Objectives
1) Can you render the listing as a numbered list, skipping blank lines, covering everything from the line containing "the plastic lid?" down to the line containing "[894,190,971,308]", both included?
2) Could you write the next part of the piece on insurance and two-part tariffs, picking up right after its last sentence?

I welcome the return of physical interactions as much as I discovered how many of them are actually easily substituted with online means. It is true that most of the online interactions lose out so much rich details and non-verbal dimensions of communication. In fact, especially for new connections and interactions, having that physical connection might be useful.

From just those physical functions, I discovered so many more companies I’ve never heard of. There are activities in the industry I wasn’t aware of from just reading materials online. A lot of chance encounters in the physical world are simply not possible online. In fact, I thought the online networking tools where you scroll through a list of conference attendees as poorly designed. Imagine in a real world when you try to go towards someone you want to speak to while the person is unaware and they are trying to talk to someone else. And all the responses are not exactly synchronous. Physical distances and actual visual observations in space performs a coordination function that technology has not been able to replace.

Changing the story

Insurance seemed like betting against your death or misfortune and some people don’t want to bet on your personal downfall so they don’t want to buy insurance. For years, the industry have been trying to change the story and they settled on the idea of protection, financial protection against those misfortune.

In principle, that works theoretically but the issue is that a lot of what you pay for is sales and distribution. The structure of the industry is such because insurance works well only when the risks are being pooled. That means having lots of people paying the premiums in order to support payouts during adverse events. As a business though, it means that the firm is ultimately a sales and marketing organisation. Costs will have to weigh disproportionately on the distribution side of the business.

This is a shame because the society needs insurance. Yet it is a market failure; the market system allocates resources poorly in this market. It can be better designed through a mix of regulation and making it mandatory to have certain amount of cover. The government should not think the market will help reduce cost of insurance through competition because the basis of competition in this market isn’t so much pricing. It is more sales, marketing and tactics.

But isn’t it just like many other products? For luxury products, yes. Basically for things people don’t actually need, you can allow the whims and fancies to be shaped by the market. But when it comes to insurance, you want the market to deliver an outcome so you need to design the boundaries and structure to make it work.

The story of insurance should be that of mandates, regulation, and basic necessity and right of people. We come together to live in highly urbanised environment and it should be a no brainer for us to risk-pool and mutually insure. There’s no excuse for this market to be hijacked to support high-flying salespeople.

Two-part tariffs

In economics, when there’s even some monopoly power, the business can set prices and still have people buy their products. There is monopoly power everywhere; local convenience stores can price the way they do because there are some customers who are unable to switch providers or move. And so the businesses can price their products and somehow structure the pricing to be two-part tariff, which mean they can charge you a fixed fee and then layer on additional charges per unit of consumption.

Excerpted records

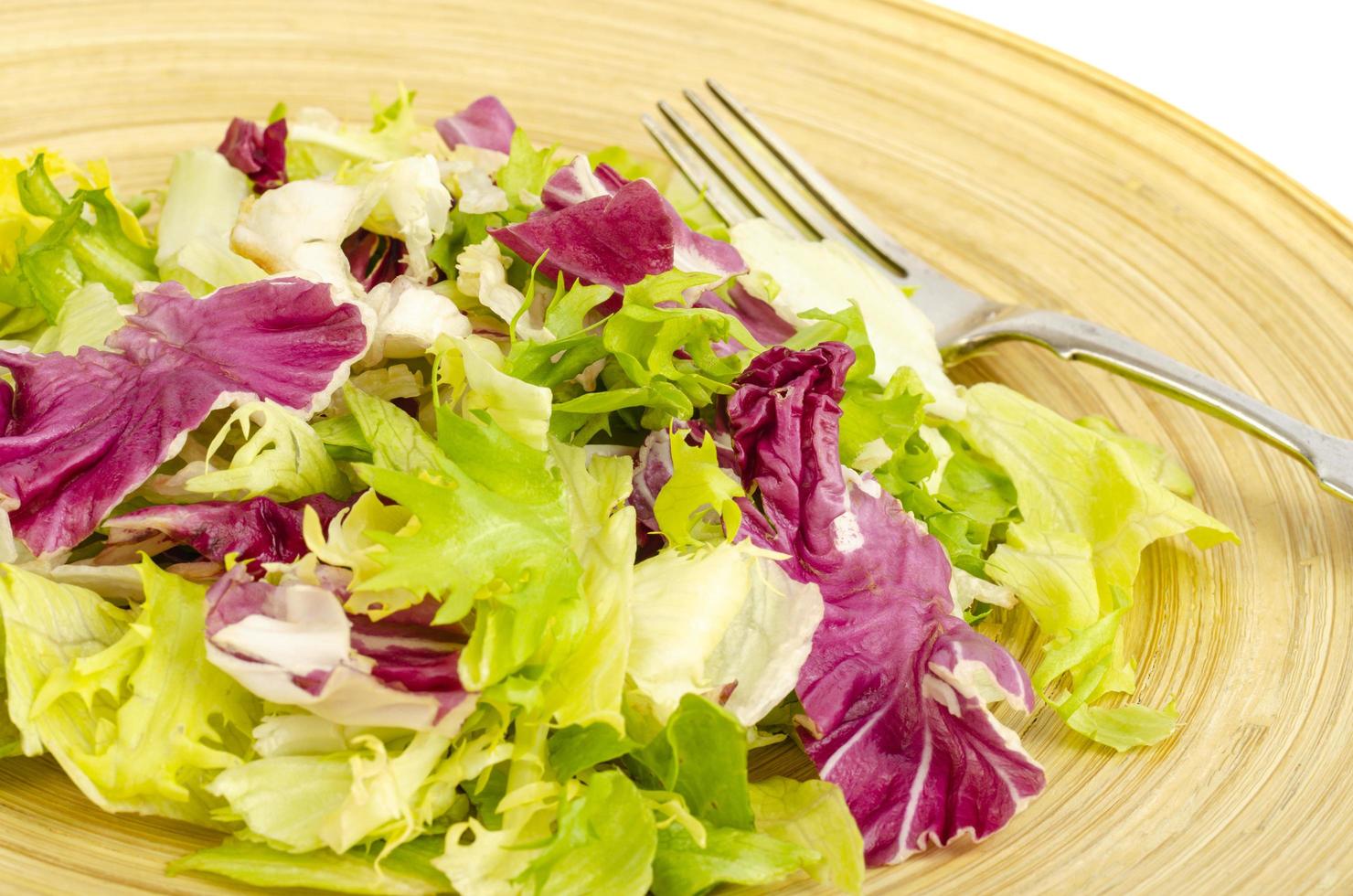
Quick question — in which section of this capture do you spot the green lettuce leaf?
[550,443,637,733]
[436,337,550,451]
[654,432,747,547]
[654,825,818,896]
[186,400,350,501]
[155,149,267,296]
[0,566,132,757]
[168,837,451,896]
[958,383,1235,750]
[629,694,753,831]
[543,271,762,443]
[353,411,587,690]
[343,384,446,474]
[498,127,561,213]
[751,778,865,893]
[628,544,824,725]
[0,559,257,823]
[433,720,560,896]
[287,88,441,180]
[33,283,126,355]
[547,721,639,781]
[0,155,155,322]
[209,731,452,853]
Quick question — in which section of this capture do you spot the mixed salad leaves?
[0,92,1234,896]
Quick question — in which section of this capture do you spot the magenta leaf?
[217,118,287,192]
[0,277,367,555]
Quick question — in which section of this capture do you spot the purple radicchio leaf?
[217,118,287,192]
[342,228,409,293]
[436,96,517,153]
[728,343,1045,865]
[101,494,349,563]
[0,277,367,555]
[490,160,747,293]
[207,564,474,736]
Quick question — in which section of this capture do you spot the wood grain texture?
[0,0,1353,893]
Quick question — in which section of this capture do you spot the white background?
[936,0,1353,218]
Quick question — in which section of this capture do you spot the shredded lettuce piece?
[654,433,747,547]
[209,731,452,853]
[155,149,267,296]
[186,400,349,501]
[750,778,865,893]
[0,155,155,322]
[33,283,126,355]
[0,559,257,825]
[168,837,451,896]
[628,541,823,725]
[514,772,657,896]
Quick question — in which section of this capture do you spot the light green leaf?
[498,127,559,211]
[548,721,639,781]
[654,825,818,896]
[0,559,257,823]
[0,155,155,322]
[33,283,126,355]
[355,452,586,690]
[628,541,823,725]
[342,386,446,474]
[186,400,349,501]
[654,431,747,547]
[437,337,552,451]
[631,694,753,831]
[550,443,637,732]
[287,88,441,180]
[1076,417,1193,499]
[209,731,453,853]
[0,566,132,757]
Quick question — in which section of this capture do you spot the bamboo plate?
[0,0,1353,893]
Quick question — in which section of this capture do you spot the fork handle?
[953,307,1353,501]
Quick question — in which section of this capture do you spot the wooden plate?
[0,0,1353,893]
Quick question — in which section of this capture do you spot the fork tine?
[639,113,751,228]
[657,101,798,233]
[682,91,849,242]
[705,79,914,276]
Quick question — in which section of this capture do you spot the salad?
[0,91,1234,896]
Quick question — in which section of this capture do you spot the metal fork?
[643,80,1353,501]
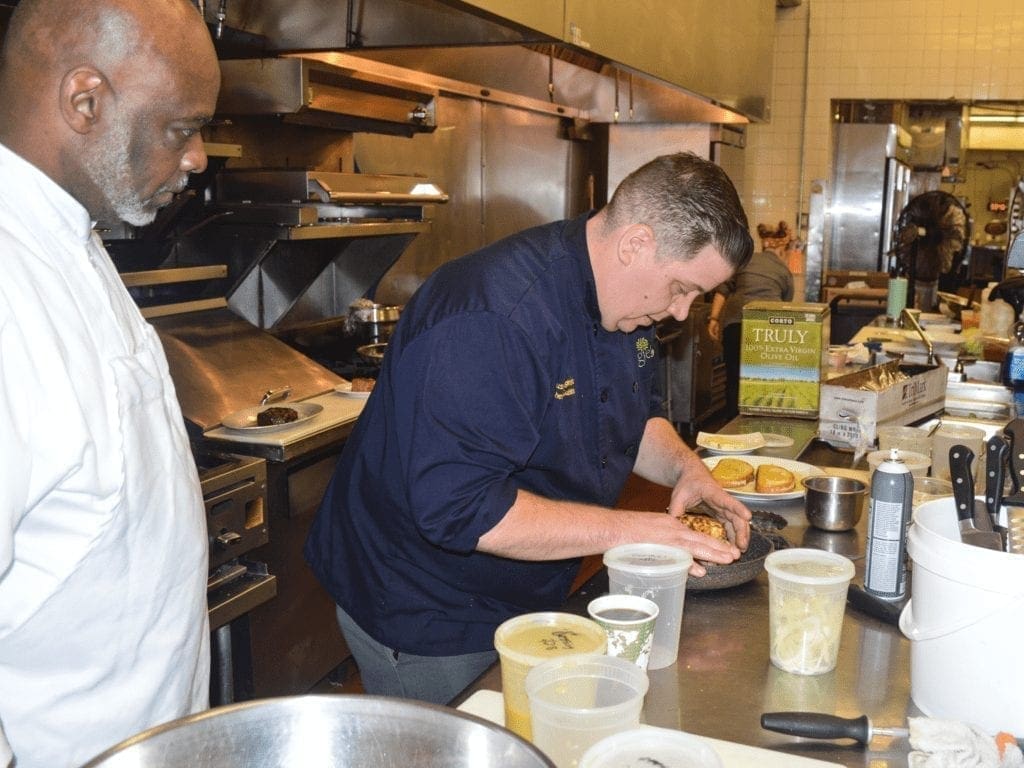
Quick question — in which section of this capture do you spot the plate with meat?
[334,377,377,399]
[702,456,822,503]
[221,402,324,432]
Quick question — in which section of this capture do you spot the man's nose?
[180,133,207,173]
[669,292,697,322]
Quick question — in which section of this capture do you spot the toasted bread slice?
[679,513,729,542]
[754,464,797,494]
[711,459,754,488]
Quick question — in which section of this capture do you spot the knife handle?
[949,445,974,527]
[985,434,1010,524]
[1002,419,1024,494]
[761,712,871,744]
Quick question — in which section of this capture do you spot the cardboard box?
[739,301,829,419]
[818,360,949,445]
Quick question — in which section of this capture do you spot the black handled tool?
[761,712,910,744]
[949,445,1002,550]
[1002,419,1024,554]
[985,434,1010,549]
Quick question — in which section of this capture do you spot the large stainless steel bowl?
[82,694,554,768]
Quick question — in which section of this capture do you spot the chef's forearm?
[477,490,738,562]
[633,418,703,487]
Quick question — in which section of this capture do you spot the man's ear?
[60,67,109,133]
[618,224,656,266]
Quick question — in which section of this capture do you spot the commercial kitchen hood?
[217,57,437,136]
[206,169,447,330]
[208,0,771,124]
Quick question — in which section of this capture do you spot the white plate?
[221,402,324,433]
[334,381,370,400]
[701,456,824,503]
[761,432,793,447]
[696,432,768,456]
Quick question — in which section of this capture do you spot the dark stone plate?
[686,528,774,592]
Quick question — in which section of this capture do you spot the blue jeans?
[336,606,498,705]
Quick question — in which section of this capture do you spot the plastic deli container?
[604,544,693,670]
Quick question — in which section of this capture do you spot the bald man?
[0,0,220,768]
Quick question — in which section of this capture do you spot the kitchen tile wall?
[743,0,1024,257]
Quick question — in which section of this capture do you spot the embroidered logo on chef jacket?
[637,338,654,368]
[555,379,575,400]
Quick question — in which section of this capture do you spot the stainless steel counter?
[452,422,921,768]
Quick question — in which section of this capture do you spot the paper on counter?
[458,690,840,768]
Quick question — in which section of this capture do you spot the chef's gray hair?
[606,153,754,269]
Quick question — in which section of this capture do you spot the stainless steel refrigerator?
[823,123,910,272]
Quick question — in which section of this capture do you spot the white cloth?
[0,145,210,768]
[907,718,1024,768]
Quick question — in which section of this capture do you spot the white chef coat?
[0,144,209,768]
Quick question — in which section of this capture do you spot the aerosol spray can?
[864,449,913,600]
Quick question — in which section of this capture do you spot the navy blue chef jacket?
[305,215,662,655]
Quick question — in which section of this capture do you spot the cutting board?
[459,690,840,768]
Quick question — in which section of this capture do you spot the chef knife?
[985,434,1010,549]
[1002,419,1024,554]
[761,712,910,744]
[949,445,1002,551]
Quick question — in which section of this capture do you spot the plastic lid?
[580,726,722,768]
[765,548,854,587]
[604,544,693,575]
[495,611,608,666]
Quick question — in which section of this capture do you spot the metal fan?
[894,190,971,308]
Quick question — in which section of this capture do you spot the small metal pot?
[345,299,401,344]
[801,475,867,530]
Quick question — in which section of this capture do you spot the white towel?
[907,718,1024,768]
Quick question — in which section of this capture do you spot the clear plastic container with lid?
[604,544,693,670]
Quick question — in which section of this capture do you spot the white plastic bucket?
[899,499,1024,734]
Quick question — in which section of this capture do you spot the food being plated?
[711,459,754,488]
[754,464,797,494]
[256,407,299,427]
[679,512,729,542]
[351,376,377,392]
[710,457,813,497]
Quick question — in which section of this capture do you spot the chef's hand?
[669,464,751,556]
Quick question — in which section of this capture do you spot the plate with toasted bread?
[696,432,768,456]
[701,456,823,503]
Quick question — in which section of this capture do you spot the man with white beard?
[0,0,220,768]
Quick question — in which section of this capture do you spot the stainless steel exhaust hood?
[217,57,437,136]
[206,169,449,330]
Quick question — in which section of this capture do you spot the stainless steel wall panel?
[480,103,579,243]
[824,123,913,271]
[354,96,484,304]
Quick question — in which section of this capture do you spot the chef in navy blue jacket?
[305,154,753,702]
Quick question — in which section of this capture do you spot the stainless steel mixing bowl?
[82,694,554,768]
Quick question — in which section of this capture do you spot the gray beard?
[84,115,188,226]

Solved problems
1)
1. Quick question — in which section of this capture do you spot the plastic lid?
2. [580,726,722,768]
3. [765,548,854,587]
4. [604,544,693,575]
5. [495,611,608,666]
6. Quick question — in which section of this capture do you spot the metal fan?
7. [894,190,971,308]

2)
They can take various forms. For example, a bakery can charge you $10 annual membership and give you 10% discount off the breads that you buy from them for the entire year. This way, they charge you a fixed fee and then get you to pay for more per marginal unit of consumption. The gym charges you a single registration fee and then monthly membership. Even devices such as reMarkable which is an e-ink writing tablet is selling its tablet and then charging people for a monthly subscription that allows people to sync their notes to various platforms, have unlimited storage, etc.

Even the smart phones involves getting you to pay for the device, then charging you for apps or gaining more revenue from additional services you use on the phone. The tariff structure has an alluring quality of pricing the overall good at almost marginal cost. Or does it? That’s what economic theory suggests but it is unlikely to be the case on digital goods and services. They are probably being priced at the long run marginal cost plus a premium to support long term development and innovation. Is that an efficient outcome? It’s hard to say.

What is more interesting, is that the two part tariff structure creates more stickiness for the customer to the producer. Having already paid for the first part, the customer tries to make more use of that, averaging down his/her cost per unit of consumption. This is the use of sunk cost fallacy and faulty thinking to trap consumers.

Unfortunately, it does work.

Externalities isn’t external

An externality is deemed as a cost or benefit caused by a producer that is not incurred (financially) by the producer. The view is that because the producer is not paying for the portion of costs, or receiving the portion of gains from that economic activity, it is under or over-produced.

Of course, there are further variations of consumption externalities where it is happening on the consumer side of things.

The manner economists perceive these effects are based on analysis in a single snapshot of time, considering only a very narrow dimension of financially accountable cost and benefits. The typical solution prescribed on paper is to provide a tax or subsidy to close the gap: or to internalise the externality.

What if an externality actually isn’t external to begin with? That through time and the interconnectedness of people, organisations, nature and environment, would bring the costs or benefits back to the producer? After all, won’t reputation or enployer branding matter? Would it matter if an all-knowing government discloses the truth about how much pollution a company is causing? If the government in the economic analysis can close the gap, then there isn’t actually a genuine externality because somehow, within the system, the level and details of the externality is known.

And how are compensatory funds to be used by the government? For example, should carbon tax revenues be used to innovate in further development of low-carbon technologies to make it easier for companies to emit less carbon? Or should they be directed towards mitigating the impact of climate change? Eg. Building levees to buffer sea level rises? Should the role and impact of the externality have any say in that?